Exercise. Convert the stretch of material from the line containing "Find the beach" through the line containing "pixel 86 59" into a JSON list of strings, with one string per line and blank lines omitted. Include only those lines.
══ Input material ══
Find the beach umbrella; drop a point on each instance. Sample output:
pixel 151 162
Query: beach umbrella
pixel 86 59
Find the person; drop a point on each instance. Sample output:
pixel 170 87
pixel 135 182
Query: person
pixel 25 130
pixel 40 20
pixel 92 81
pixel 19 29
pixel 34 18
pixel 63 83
═══
══ Input material ══
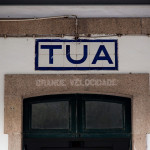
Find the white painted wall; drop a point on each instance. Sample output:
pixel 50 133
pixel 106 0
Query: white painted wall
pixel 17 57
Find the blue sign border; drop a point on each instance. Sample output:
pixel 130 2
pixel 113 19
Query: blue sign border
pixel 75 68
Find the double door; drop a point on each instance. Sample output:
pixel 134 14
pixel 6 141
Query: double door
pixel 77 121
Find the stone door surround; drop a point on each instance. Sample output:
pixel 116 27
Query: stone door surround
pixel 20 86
═══
══ Input material ══
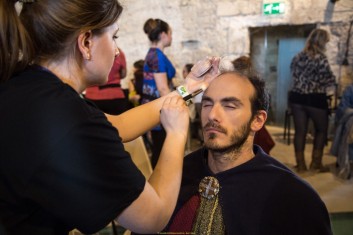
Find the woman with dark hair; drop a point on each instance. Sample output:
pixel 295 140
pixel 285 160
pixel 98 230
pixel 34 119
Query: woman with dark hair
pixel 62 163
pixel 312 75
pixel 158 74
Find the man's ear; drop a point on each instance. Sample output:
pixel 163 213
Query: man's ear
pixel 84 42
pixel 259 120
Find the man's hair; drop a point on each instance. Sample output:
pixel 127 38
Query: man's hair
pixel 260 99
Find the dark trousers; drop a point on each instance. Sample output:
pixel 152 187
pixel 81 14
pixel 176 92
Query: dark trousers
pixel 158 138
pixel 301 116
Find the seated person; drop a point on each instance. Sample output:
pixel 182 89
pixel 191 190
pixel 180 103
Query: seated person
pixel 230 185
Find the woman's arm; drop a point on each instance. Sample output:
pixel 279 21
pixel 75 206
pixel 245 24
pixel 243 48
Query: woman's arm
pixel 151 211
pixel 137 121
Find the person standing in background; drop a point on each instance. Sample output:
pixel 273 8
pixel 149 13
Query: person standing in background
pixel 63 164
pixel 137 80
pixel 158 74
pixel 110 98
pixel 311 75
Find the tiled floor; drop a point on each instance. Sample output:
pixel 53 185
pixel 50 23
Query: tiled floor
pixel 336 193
═══
Result of this exercise.
[
  "Find the beach umbrella; drop a point on each instance. Sample output:",
  "pixel 151 162",
  "Query: beach umbrella",
  "pixel 86 59"
]